Despite recent dramatic successes, natural language processing (NLP) is not ready to address a variety of real-world problems. Its reliance on large standard corpora, a training and evaluation paradigm that favors the learning of shallow heuristics, and large computational resource requirements, makes domain-specific application of even the most successful NLP techniques difficult.

Dima et al. [2021]

Without asking those pedantic questions about assumptions and patterns, treating our text as “data” that awoke in the darkness of ~~Khazad-dum~~ someone’s NLP model will fundamentally contradict the purpose of those evidence-based fields.

A View from Engineering#

All of this is not to say we shouldn’t use NLP or other text-analysis tools at all. They can be quite beneficial to us! The key is applying them critically and transparently.

All models are wrong; some are useful.

George Box (and many since)

The key is measuring and adjusting the model based on its usefulness. I like to call engineering “the art of applying science to solving people’s problems”.1 I think this turn of phrase captures something important about using science to problem solve, whether that is building cities, designing cars, or doing data analysis for a policy firm: it’s somewhat of an artform. There are many, many subjective and context-sensitive decisions that will get made throughout the entire process. But engineers, typically as positions of public trust, have developed systems, checks, and communities, that all overlap to try and mitigate the inherent risk in subjective decision-making.2

So we might say engineering is applying science, but

supplemented by necessary art […] the know-how built up and handed down from past experience.

[The know-how] is also called engineering practice. In civil engineering, engineering practice refers to a body of knowledge, methods, and rules of thumb that consist of accepted techniques for solving problems and conducting business.

The reason for the existence of this body of knowledge, engineering practice, is that engineers are accountable. If a structure fails, the engineer is the one who is probably going to be held responsible. Nobody knows everything, and mistakes will happen despite the best preparation possible. Engineers must show that they performed their duties according to the best of their abilities in accordance with accepted standards. This is called performance. The engineer’s defense will be based on demonstrating that he or she followed acceptable engineering practice.

[Hutcheson, 2003]

Unfortunately, such “bodies of knowledge” and practice are sorely lacking within data science and text analysis as it is in, say, building a dam, an aircraft, or a nuclear power plant. How does an analyst show they performed their duty according to their best ability? What is “accepted text-as-data practice?”

This is why I have organized this textbook with chapters named after steps of the “Engineering Approach”. It is not an Engineering course, and you most definitely do not need to care about becoming an engineer to finish it. For the record, computer science has been applying engineering principles for a long time (thus the book reference used above).

| Data lines |
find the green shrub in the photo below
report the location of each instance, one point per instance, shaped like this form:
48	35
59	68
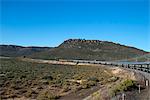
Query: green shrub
124	86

| What is asked |
[a] List every factor that the passage on NLP and engineering practice says makes domain-specific application of NLP techniques difficult.
[b] Please transcribe every line of the records shown above exactly, leaving the picture out.

| Answers given |
[a]
- Reliance on large standard corpora
- A training and evaluation paradigm that favors the learning of shallow heuristics
- Large computational resource requirements

[b]
find the green shrub in the photo below
report the location of each instance, one point per instance, shaped like this form:
48	35
59	68
Query: green shrub
124	86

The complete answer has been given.